Please gather every line in the entries below that contains the word "patchwork" and list those lines.

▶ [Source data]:
_____

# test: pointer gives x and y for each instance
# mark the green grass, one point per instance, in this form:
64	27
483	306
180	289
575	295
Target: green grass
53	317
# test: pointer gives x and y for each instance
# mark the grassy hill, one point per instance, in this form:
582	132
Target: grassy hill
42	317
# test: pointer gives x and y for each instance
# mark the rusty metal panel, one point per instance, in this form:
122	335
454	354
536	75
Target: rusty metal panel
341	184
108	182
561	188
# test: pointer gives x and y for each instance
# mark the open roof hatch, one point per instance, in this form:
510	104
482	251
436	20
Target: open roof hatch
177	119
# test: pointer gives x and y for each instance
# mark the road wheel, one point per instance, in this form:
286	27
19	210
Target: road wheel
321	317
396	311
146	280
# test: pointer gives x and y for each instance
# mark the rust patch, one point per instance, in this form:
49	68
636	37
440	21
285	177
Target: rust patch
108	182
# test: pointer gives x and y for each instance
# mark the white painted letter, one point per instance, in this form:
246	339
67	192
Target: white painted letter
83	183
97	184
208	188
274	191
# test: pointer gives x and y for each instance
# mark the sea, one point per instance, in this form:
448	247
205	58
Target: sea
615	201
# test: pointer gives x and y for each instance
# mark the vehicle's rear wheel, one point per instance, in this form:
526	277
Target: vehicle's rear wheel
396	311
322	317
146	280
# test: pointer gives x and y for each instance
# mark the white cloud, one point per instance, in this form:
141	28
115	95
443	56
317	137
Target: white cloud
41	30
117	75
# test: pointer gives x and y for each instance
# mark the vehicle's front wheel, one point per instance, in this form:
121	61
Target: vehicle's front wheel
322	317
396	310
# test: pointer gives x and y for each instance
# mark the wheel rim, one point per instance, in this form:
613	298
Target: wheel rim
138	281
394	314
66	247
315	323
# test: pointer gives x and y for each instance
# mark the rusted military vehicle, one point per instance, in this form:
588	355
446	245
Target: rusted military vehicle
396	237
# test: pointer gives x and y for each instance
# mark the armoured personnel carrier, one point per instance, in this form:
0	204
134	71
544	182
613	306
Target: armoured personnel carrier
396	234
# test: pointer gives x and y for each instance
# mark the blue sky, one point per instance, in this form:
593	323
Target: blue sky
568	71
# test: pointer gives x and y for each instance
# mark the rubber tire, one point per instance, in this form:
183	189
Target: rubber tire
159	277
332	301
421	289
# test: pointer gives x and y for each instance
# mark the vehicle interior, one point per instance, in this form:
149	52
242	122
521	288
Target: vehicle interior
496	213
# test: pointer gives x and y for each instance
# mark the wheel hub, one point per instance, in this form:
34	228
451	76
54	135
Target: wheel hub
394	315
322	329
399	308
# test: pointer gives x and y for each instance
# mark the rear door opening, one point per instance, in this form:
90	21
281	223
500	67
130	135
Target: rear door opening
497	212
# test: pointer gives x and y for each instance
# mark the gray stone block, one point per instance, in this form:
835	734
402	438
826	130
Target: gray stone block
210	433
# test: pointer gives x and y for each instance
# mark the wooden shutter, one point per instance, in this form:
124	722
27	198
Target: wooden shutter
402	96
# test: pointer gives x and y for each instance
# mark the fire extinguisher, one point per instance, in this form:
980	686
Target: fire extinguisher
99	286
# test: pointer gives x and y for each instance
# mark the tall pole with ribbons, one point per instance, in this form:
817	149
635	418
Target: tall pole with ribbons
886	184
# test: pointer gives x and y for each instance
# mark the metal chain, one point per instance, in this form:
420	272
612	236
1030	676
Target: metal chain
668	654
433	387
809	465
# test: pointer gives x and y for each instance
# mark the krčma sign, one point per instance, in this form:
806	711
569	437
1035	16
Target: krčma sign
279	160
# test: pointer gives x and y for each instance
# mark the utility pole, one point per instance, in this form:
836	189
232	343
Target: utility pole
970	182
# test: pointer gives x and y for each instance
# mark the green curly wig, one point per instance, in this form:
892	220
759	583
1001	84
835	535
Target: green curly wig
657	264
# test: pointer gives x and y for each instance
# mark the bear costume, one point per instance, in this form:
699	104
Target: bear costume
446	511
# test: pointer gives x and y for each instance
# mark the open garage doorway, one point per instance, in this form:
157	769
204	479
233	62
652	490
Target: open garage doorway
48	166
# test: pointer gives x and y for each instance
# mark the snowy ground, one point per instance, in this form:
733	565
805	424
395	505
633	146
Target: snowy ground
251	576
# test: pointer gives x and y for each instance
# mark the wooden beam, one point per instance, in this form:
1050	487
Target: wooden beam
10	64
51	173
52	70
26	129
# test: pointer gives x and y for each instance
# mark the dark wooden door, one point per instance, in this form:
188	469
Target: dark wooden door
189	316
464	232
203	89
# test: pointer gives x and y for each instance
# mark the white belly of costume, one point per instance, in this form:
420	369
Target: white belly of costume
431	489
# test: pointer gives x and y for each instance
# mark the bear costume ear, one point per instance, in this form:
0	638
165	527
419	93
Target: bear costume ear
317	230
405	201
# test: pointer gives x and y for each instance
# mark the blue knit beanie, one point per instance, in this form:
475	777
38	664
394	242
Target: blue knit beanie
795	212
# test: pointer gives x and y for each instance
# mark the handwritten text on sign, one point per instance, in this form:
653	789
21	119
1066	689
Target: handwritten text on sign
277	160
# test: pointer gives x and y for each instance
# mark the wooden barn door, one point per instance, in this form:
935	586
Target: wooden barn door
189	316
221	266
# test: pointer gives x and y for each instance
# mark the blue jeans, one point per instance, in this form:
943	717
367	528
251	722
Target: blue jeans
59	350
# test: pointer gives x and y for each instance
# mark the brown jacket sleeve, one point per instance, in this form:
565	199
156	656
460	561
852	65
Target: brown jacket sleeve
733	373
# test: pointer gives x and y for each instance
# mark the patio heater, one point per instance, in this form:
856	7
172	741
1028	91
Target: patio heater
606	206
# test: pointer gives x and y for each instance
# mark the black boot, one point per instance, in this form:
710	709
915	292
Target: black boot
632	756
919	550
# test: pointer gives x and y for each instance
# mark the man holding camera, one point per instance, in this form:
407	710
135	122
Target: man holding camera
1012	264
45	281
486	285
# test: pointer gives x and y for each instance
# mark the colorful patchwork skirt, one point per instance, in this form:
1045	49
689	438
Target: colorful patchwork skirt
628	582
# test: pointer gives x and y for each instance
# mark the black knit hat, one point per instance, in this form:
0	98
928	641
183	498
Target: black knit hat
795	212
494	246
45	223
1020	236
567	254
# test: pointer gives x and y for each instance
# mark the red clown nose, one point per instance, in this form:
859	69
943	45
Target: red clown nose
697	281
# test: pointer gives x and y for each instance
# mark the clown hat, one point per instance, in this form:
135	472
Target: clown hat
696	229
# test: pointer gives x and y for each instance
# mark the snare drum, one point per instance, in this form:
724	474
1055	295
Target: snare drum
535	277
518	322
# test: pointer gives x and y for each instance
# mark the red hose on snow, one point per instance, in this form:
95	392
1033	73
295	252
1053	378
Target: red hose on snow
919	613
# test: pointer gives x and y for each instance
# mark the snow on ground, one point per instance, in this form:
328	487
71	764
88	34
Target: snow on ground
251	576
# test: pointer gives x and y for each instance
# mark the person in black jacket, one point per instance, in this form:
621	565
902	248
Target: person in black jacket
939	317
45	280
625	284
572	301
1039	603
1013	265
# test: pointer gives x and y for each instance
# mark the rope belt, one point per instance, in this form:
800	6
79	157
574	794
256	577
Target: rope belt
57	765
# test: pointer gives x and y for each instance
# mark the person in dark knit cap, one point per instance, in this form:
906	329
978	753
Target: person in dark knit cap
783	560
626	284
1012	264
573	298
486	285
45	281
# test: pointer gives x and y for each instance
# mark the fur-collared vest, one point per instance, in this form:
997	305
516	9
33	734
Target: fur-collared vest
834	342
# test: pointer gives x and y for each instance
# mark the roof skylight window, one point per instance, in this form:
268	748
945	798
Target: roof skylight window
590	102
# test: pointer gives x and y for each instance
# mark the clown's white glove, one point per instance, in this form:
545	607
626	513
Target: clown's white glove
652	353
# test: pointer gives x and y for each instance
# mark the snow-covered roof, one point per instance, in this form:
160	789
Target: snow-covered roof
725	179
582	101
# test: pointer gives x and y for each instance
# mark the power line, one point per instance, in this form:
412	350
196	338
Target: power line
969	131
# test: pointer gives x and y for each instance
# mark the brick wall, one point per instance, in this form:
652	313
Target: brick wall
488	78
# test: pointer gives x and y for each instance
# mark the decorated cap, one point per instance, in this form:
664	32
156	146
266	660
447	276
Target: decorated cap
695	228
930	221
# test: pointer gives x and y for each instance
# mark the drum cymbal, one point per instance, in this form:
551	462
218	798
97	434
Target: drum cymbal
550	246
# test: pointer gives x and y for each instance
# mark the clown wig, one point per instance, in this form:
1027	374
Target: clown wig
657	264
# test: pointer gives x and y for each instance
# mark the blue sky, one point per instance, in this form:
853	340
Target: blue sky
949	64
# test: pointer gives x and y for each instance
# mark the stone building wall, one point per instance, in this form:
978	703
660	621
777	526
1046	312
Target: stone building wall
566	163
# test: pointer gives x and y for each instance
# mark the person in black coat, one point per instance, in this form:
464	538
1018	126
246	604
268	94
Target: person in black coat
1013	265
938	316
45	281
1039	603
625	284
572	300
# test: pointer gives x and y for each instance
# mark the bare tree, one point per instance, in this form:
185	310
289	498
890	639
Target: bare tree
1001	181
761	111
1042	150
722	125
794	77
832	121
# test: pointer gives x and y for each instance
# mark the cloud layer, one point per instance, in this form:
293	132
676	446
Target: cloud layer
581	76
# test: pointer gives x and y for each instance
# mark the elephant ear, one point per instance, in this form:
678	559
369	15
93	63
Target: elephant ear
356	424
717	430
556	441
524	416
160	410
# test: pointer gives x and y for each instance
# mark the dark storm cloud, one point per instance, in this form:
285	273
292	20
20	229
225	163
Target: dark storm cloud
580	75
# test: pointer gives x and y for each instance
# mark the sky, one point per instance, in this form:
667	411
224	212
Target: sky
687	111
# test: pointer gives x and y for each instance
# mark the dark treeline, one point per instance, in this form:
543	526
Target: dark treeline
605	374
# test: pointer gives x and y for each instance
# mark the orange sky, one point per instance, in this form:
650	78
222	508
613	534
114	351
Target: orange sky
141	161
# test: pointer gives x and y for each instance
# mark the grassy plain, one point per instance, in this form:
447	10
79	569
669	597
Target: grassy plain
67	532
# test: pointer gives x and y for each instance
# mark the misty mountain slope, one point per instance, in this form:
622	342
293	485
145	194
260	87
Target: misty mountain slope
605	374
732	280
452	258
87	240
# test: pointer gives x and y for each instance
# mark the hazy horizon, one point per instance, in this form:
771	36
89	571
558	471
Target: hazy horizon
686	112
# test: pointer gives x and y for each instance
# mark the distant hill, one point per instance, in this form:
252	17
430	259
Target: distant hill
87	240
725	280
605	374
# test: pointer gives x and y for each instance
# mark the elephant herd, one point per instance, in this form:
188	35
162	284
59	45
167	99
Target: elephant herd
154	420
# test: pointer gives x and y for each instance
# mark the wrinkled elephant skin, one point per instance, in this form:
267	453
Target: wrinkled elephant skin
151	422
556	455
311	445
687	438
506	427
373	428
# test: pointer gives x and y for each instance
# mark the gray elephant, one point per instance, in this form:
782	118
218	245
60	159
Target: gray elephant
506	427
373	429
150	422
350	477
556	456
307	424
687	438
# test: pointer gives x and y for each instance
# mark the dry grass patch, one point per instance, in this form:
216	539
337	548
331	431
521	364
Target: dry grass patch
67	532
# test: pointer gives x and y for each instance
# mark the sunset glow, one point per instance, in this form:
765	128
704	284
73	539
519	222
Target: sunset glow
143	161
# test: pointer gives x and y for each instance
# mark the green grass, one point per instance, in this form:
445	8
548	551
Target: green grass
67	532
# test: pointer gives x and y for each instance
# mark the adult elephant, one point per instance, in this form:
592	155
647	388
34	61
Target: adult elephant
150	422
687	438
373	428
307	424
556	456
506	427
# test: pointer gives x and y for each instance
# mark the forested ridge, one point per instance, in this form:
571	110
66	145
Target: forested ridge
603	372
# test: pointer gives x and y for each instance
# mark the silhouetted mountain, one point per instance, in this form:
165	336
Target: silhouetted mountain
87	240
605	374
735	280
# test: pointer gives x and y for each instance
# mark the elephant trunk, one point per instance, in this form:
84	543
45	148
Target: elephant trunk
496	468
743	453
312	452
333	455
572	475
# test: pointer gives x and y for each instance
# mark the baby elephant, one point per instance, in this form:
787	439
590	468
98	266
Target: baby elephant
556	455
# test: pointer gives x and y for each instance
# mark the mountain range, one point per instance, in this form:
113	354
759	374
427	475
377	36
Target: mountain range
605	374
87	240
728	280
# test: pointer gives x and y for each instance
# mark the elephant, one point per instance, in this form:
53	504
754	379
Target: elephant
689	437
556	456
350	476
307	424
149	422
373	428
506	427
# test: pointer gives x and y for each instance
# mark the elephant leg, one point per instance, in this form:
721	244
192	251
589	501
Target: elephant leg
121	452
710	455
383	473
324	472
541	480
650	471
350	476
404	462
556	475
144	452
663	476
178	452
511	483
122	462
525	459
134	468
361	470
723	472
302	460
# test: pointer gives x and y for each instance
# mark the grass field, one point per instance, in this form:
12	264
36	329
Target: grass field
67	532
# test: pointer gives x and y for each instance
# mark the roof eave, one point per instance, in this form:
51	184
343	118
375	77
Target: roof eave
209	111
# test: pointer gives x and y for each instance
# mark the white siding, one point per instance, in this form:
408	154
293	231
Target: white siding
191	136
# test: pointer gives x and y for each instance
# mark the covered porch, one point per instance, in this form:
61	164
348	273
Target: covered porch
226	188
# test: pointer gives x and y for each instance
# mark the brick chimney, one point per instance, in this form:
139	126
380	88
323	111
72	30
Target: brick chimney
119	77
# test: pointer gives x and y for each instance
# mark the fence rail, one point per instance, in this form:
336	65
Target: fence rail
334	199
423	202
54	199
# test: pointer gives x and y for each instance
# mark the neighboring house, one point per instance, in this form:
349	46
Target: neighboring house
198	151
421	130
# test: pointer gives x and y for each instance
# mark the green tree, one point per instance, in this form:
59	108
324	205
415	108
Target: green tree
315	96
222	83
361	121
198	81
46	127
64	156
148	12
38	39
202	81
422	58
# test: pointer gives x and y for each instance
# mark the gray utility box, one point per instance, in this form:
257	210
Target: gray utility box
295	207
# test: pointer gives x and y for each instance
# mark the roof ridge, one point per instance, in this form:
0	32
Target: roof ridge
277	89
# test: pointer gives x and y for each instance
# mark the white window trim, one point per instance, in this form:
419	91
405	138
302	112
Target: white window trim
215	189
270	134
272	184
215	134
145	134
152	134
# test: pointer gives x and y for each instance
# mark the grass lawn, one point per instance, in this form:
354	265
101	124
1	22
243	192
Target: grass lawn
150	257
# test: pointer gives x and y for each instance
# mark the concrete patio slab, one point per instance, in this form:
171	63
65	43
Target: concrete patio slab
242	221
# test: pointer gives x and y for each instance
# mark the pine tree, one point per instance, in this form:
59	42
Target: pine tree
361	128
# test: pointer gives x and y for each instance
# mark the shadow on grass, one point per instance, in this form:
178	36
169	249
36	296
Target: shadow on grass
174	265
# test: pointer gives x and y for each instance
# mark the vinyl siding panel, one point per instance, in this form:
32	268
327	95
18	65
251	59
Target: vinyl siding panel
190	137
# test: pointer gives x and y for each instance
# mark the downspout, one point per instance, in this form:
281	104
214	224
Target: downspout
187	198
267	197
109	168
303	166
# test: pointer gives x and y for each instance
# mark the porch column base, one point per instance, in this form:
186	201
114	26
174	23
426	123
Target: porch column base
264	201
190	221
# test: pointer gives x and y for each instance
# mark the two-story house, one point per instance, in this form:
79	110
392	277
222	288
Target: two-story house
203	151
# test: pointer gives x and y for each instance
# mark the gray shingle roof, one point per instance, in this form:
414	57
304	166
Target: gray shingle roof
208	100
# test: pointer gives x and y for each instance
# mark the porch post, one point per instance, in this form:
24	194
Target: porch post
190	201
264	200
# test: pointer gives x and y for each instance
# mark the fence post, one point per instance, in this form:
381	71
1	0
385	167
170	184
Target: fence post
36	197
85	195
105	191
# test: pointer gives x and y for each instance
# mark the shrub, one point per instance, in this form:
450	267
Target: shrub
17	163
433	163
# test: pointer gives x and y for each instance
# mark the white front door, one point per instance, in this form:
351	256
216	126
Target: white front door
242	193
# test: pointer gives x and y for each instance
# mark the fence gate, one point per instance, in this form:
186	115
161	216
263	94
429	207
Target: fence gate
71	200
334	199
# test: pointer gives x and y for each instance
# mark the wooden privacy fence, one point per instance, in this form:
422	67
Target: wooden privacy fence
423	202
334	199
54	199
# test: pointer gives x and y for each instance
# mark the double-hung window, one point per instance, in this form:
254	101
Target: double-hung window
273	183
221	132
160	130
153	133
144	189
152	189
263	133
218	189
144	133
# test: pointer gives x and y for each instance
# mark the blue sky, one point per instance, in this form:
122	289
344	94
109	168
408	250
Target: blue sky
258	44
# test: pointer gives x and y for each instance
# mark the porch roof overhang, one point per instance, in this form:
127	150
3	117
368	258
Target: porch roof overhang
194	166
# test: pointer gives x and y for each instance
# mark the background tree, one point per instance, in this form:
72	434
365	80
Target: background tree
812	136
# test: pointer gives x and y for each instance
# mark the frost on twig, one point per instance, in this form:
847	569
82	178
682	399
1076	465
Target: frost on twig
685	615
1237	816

_____

▶ [OUTPUT FOR THIS EXERCISE]:
# mark the colorful patchwork skirt, one point per instance, in this form:
Target: colorful patchwork skirt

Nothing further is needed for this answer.